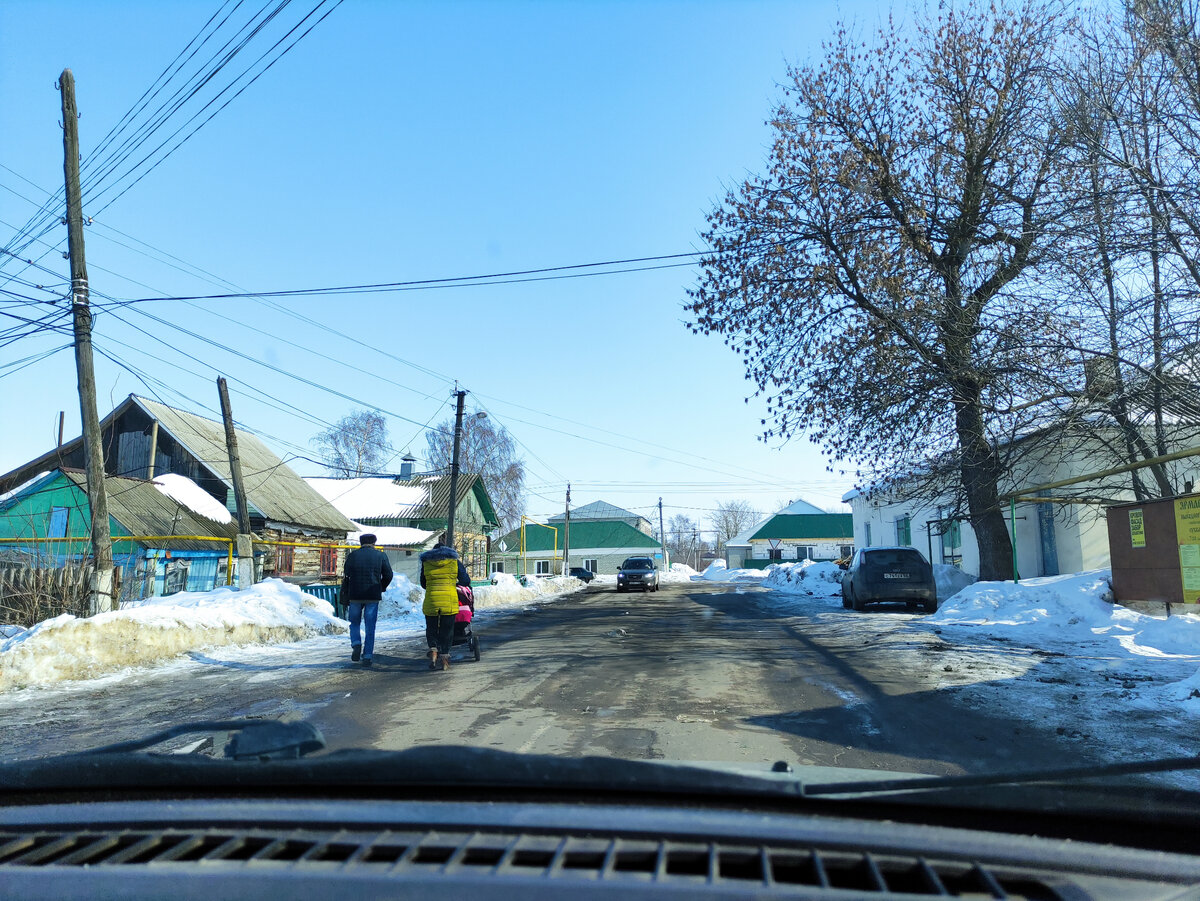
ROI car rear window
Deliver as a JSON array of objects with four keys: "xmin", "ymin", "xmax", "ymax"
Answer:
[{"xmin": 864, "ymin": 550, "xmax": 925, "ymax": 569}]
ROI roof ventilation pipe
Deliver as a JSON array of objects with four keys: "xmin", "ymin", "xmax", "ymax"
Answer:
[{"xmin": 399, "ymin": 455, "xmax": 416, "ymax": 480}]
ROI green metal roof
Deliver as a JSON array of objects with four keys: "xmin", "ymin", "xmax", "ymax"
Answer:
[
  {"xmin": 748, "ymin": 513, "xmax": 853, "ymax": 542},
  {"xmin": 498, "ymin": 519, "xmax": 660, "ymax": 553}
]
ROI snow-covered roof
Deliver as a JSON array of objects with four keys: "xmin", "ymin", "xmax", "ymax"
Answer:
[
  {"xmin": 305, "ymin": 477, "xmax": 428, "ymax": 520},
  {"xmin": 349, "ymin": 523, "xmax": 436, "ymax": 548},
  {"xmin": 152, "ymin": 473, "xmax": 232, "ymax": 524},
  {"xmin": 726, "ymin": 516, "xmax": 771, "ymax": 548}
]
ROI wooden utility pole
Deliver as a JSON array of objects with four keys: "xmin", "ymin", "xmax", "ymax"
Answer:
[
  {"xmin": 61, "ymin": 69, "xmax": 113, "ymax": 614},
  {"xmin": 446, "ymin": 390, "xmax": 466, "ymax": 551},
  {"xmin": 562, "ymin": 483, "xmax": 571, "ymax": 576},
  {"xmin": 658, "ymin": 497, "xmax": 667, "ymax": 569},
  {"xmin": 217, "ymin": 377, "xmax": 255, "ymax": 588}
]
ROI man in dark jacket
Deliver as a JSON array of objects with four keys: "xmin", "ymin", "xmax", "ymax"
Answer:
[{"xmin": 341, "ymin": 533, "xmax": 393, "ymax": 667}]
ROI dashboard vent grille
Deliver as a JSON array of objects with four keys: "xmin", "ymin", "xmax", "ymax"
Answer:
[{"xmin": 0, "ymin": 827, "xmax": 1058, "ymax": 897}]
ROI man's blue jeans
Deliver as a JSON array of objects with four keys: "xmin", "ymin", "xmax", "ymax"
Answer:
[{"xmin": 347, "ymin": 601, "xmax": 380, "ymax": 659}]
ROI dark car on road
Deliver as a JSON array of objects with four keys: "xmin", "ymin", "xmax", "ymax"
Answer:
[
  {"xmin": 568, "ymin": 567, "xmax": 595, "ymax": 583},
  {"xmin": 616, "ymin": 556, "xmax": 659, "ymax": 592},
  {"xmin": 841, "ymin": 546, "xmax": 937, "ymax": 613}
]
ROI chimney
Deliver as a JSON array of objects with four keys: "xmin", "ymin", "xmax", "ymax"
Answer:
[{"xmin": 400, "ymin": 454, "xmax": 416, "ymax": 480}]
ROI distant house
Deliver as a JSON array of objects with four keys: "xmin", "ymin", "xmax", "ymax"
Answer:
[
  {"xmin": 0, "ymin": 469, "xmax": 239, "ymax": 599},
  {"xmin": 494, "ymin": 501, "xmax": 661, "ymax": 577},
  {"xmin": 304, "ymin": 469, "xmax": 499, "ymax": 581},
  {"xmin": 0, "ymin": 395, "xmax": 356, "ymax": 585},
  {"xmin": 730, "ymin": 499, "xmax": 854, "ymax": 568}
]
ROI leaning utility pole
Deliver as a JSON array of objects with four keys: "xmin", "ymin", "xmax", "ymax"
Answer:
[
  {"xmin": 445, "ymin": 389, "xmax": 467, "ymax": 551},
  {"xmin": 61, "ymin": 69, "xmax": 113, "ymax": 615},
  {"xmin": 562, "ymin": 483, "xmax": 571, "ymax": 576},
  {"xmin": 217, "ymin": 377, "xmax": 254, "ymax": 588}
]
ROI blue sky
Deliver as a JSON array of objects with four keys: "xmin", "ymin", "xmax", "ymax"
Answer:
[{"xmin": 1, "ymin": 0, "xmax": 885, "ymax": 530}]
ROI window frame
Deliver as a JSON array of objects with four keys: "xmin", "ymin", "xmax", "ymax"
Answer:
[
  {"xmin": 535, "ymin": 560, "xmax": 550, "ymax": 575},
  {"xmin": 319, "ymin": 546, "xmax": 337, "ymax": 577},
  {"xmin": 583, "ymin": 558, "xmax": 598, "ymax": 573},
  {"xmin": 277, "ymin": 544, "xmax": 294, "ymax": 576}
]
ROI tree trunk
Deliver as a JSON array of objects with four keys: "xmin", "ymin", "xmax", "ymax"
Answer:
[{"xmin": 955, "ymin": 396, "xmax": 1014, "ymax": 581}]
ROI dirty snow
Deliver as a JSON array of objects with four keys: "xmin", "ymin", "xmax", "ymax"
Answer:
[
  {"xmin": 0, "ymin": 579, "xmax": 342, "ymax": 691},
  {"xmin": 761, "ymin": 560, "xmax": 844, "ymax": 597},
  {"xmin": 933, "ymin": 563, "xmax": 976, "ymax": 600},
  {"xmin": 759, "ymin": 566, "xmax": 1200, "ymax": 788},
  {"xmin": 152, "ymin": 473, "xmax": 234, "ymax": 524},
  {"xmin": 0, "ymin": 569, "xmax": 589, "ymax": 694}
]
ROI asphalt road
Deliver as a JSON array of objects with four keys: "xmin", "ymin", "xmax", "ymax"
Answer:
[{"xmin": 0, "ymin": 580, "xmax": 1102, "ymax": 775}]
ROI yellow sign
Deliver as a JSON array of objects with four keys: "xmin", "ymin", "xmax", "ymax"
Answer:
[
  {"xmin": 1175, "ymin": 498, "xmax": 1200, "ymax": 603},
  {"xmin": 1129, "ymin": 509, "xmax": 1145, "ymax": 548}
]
···
▸ Exercise aim
When you retype the material above, copy each line exactly and drop whatever images appear in it.

▸ Answer box
ROI car rear window
Deliver as a JSON array of objects with four keys: "xmin", "ymin", "xmax", "ymax"
Answer:
[{"xmin": 864, "ymin": 550, "xmax": 925, "ymax": 569}]
ROI roof ventilation pipe
Deliver as a JSON array of objects with four keys: "xmin", "ymin", "xmax", "ymax"
Answer:
[{"xmin": 399, "ymin": 455, "xmax": 416, "ymax": 480}]
ROI green metal roof
Deliver as a JSON array of objects with four keys: "xmin", "ymin", "xmax", "ymax"
Answer:
[
  {"xmin": 748, "ymin": 513, "xmax": 853, "ymax": 542},
  {"xmin": 498, "ymin": 519, "xmax": 660, "ymax": 553}
]
ROI snow-covered roof
Deliver as a JSON array of objects with four keys: "xmin", "ymin", "xmax", "ymax"
Answer:
[
  {"xmin": 305, "ymin": 477, "xmax": 428, "ymax": 520},
  {"xmin": 349, "ymin": 523, "xmax": 436, "ymax": 548},
  {"xmin": 152, "ymin": 473, "xmax": 232, "ymax": 524},
  {"xmin": 726, "ymin": 516, "xmax": 771, "ymax": 548}
]
ROI wooden utility pole
Deliver as a JSON array of objects with four keys: "xmin", "ymin", "xmax", "ymax"
Answer:
[
  {"xmin": 61, "ymin": 69, "xmax": 113, "ymax": 614},
  {"xmin": 446, "ymin": 390, "xmax": 466, "ymax": 551},
  {"xmin": 562, "ymin": 483, "xmax": 571, "ymax": 576},
  {"xmin": 658, "ymin": 497, "xmax": 667, "ymax": 569},
  {"xmin": 217, "ymin": 377, "xmax": 255, "ymax": 588}
]
ROI man in dark jacket
Deliver as a JSON array of objects with four keys: "xmin", "ymin", "xmax", "ymax"
Answer:
[{"xmin": 341, "ymin": 533, "xmax": 393, "ymax": 667}]
ROI dashboard vent grille
Deliver as a JSON array of objects with four keys: "xmin", "ymin", "xmax", "ymax"
Answer:
[{"xmin": 0, "ymin": 827, "xmax": 1058, "ymax": 897}]
ROI man's blue jeans
Deliver as a JSON array of objects with four keys: "xmin", "ymin", "xmax", "ymax"
Answer:
[{"xmin": 347, "ymin": 601, "xmax": 380, "ymax": 659}]
ROI dark car on road
Deliver as a JSON array of objects with four keys: "xmin", "ymin", "xmax", "ymax"
Answer:
[
  {"xmin": 568, "ymin": 567, "xmax": 595, "ymax": 583},
  {"xmin": 616, "ymin": 556, "xmax": 659, "ymax": 592},
  {"xmin": 841, "ymin": 546, "xmax": 937, "ymax": 613}
]
ROI chimney
Deliver as a JSON array of objects with four keys: "xmin", "ymin", "xmax", "ymax"
Answer:
[{"xmin": 400, "ymin": 454, "xmax": 416, "ymax": 480}]
ROI distant house
Deliver as a JSON array of objects with four keys: "xmin", "ymin", "xmax", "ymax"
Answer:
[
  {"xmin": 0, "ymin": 469, "xmax": 239, "ymax": 599},
  {"xmin": 494, "ymin": 501, "xmax": 661, "ymax": 577},
  {"xmin": 304, "ymin": 469, "xmax": 499, "ymax": 581},
  {"xmin": 0, "ymin": 395, "xmax": 356, "ymax": 585},
  {"xmin": 730, "ymin": 499, "xmax": 854, "ymax": 568}
]
ROI leaning utility pole
Deliver as a JSON array of objects with four keys: "xmin", "ymin", "xmax", "ymax"
Answer:
[
  {"xmin": 445, "ymin": 389, "xmax": 467, "ymax": 551},
  {"xmin": 61, "ymin": 69, "xmax": 113, "ymax": 615},
  {"xmin": 562, "ymin": 483, "xmax": 571, "ymax": 576},
  {"xmin": 217, "ymin": 377, "xmax": 254, "ymax": 588}
]
ROI blue sky
Deliver as a JSON array of objects with four keys: "xmin", "ymin", "xmax", "ymax"
Answer:
[{"xmin": 1, "ymin": 0, "xmax": 885, "ymax": 530}]
ROI window frame
Deliver as a JSON array of objects with four keys: "xmin", "ymin", "xmax", "ymax"
Answer:
[
  {"xmin": 535, "ymin": 560, "xmax": 550, "ymax": 575},
  {"xmin": 319, "ymin": 546, "xmax": 337, "ymax": 577},
  {"xmin": 583, "ymin": 558, "xmax": 598, "ymax": 573},
  {"xmin": 277, "ymin": 544, "xmax": 294, "ymax": 576}
]
ROI tree trunk
Deliver as a JSON array of objects with four keys: "xmin", "ymin", "xmax", "ymax"
Answer:
[{"xmin": 955, "ymin": 396, "xmax": 1014, "ymax": 581}]
ROI dirty snow
Deliver as a JSON array of objects with four keys: "xmin", "ymin", "xmax", "ymax"
Answer:
[
  {"xmin": 0, "ymin": 579, "xmax": 342, "ymax": 691},
  {"xmin": 761, "ymin": 560, "xmax": 844, "ymax": 597},
  {"xmin": 933, "ymin": 563, "xmax": 976, "ymax": 600},
  {"xmin": 759, "ymin": 566, "xmax": 1200, "ymax": 788},
  {"xmin": 152, "ymin": 473, "xmax": 234, "ymax": 524},
  {"xmin": 0, "ymin": 569, "xmax": 589, "ymax": 694}
]
ROI asphalt road
Deliver as a JSON array of objects with four keys: "xmin", "ymin", "xmax", "ymax"
Answer:
[{"xmin": 0, "ymin": 580, "xmax": 1102, "ymax": 775}]
ROI yellow sign
Deliver as a JSON array of objects with four keys: "xmin", "ymin", "xmax", "ymax"
Answer:
[
  {"xmin": 1175, "ymin": 498, "xmax": 1200, "ymax": 603},
  {"xmin": 1129, "ymin": 509, "xmax": 1145, "ymax": 548}
]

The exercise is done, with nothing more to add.